• [Tarefa]:
Reproduza sem nenhuma alteração as linhas desde a que contém "target: blue sky" até a que contém "133), (143, 125)]", incluindo as duas.

##### Conteúdo dos dados #####

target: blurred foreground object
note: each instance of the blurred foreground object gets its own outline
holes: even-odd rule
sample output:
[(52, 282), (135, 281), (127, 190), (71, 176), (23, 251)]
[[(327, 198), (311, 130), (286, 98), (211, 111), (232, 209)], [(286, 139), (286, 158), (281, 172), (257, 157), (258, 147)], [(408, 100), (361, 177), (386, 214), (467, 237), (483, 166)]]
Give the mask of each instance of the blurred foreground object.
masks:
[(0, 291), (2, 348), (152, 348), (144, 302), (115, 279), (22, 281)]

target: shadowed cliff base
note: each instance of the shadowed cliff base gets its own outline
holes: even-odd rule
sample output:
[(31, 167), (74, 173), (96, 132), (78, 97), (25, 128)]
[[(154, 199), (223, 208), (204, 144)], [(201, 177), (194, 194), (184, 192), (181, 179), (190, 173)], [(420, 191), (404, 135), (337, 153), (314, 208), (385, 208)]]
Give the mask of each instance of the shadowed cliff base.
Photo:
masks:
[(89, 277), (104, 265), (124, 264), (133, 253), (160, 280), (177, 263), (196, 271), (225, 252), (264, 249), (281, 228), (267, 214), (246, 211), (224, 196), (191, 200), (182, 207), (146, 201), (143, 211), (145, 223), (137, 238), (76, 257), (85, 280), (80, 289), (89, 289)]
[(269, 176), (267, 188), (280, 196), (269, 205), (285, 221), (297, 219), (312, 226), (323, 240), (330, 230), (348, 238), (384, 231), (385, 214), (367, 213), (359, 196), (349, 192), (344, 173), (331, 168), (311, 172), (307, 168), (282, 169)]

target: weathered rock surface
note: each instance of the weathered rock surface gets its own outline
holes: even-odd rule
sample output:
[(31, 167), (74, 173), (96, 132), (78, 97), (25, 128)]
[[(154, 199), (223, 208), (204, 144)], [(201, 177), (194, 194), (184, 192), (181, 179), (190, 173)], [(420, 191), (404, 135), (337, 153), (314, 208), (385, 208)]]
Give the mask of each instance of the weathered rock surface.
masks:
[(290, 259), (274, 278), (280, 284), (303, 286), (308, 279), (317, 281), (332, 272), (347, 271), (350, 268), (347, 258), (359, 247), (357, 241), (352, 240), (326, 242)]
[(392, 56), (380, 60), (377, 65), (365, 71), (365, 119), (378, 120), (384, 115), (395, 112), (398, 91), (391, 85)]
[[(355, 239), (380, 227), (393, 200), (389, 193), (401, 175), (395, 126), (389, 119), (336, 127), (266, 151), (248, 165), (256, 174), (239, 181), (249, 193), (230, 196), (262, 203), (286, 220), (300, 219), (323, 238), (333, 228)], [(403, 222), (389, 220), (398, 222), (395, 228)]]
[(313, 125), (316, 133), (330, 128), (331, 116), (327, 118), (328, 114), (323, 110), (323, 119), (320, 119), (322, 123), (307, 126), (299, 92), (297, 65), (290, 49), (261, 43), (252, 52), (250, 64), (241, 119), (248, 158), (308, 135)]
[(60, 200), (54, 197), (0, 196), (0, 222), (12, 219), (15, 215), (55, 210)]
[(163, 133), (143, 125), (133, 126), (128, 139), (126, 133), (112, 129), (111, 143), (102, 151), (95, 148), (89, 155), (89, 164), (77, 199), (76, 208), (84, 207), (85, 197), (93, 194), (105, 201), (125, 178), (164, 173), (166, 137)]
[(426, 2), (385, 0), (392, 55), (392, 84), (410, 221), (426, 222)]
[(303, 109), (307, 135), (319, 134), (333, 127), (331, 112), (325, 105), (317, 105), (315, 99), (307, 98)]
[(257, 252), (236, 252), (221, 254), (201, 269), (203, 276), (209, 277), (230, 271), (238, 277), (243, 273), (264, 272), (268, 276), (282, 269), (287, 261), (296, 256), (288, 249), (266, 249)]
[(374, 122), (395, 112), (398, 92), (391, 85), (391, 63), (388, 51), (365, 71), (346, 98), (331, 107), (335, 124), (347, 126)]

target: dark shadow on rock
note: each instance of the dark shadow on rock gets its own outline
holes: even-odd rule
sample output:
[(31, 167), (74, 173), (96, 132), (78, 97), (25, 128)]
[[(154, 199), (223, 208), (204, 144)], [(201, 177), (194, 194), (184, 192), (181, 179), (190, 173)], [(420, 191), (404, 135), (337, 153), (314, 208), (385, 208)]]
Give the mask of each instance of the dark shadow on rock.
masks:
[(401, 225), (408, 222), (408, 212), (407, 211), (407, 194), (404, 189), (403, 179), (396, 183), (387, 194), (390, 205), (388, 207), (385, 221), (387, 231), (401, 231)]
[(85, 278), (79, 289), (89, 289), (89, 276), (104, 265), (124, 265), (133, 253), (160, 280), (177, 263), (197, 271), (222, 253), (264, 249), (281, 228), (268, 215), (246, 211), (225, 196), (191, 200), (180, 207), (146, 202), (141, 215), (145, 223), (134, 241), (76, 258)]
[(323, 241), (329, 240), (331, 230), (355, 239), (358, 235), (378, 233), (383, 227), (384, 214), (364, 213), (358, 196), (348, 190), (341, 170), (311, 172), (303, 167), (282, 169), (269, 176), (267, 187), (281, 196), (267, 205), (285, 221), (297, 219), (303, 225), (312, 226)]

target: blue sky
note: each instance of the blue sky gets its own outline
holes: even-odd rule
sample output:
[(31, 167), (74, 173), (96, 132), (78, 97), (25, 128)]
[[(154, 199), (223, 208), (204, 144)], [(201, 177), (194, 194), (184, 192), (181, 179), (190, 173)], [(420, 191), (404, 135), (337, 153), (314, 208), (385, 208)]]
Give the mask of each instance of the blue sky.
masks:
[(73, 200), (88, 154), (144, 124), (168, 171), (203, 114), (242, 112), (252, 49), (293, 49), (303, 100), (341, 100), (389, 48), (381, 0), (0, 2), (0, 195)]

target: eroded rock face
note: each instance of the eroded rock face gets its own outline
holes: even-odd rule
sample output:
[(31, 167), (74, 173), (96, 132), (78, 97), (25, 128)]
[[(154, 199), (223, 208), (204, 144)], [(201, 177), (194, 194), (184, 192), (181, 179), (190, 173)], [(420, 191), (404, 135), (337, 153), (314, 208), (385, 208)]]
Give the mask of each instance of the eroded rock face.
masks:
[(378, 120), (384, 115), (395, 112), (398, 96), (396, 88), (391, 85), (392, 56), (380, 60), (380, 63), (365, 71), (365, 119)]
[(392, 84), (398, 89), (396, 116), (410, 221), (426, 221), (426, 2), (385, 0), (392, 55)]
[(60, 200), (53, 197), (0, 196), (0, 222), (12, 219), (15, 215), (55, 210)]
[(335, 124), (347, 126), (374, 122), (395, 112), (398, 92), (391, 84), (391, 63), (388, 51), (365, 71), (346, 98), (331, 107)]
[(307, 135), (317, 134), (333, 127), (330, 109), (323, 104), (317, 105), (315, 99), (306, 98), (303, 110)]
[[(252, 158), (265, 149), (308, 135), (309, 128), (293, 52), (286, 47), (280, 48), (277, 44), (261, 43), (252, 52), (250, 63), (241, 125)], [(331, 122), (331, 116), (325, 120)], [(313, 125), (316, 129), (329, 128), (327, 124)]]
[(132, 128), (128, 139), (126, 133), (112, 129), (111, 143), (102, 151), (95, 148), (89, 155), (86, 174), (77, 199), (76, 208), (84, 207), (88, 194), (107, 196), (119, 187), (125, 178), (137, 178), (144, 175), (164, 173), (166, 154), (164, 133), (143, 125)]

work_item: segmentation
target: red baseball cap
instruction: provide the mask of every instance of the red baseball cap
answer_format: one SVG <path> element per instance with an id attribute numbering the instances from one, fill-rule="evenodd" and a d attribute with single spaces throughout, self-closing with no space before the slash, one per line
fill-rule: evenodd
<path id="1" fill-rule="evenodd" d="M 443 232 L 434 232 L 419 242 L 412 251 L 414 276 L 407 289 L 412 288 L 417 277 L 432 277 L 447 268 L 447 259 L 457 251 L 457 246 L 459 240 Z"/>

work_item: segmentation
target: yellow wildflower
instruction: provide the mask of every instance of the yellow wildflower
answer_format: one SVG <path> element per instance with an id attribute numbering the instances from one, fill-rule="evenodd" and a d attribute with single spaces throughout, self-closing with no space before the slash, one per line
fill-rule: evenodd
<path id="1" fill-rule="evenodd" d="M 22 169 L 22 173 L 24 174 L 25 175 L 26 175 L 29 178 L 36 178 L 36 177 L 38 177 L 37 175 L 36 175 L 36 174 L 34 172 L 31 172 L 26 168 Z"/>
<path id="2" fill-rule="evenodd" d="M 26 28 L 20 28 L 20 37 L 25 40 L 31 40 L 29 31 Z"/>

#####

• [Solução]:
target: blue sky
note: each instance of the blue sky gets its own outline
holes: even-odd rule
sample output:
[(31, 167), (74, 173), (96, 132), (78, 97), (25, 128)]
[[(154, 199), (223, 208), (204, 144)], [(201, 177), (194, 194), (184, 192), (181, 179), (190, 173)], [(420, 191), (404, 135), (337, 153), (314, 208), (385, 208)]]
Give the mask of each instance of the blue sky.
masks:
[(73, 200), (88, 154), (144, 124), (168, 171), (203, 114), (242, 112), (252, 49), (293, 49), (303, 100), (341, 100), (389, 48), (381, 0), (0, 2), (0, 195)]

target: eroded rock face
note: each instance of the eroded rock face gets its own outline
holes: even-odd rule
sample output:
[(31, 167), (74, 173), (96, 132), (78, 97), (25, 128)]
[[(154, 199), (223, 208), (204, 144)], [(201, 177), (194, 194), (184, 192), (181, 179), (190, 173)], [(420, 191), (404, 135), (337, 153), (314, 208), (385, 208)]]
Give the mask of each instance of the eroded rock face.
masks:
[(378, 120), (384, 115), (395, 112), (398, 96), (396, 88), (391, 85), (392, 56), (380, 60), (380, 63), (365, 71), (365, 119)]
[(392, 84), (398, 89), (396, 116), (410, 221), (426, 221), (426, 2), (385, 0), (392, 55)]
[(60, 200), (53, 197), (0, 196), (0, 222), (12, 219), (15, 215), (55, 210)]
[(335, 124), (347, 126), (374, 122), (395, 112), (398, 92), (391, 84), (391, 63), (388, 51), (365, 71), (346, 98), (331, 107)]
[(307, 135), (317, 134), (333, 127), (330, 109), (323, 104), (317, 105), (315, 99), (306, 98), (303, 110)]
[[(252, 158), (265, 149), (308, 135), (309, 128), (293, 52), (286, 47), (280, 48), (277, 44), (261, 43), (252, 52), (250, 63), (241, 125)], [(331, 122), (331, 116), (325, 120)], [(313, 125), (316, 129), (329, 128), (327, 124)]]
[(132, 128), (128, 139), (126, 133), (112, 129), (111, 143), (102, 151), (95, 148), (89, 155), (86, 174), (77, 199), (76, 208), (84, 207), (88, 194), (107, 196), (119, 187), (125, 178), (137, 178), (144, 175), (164, 173), (166, 154), (164, 133), (143, 125)]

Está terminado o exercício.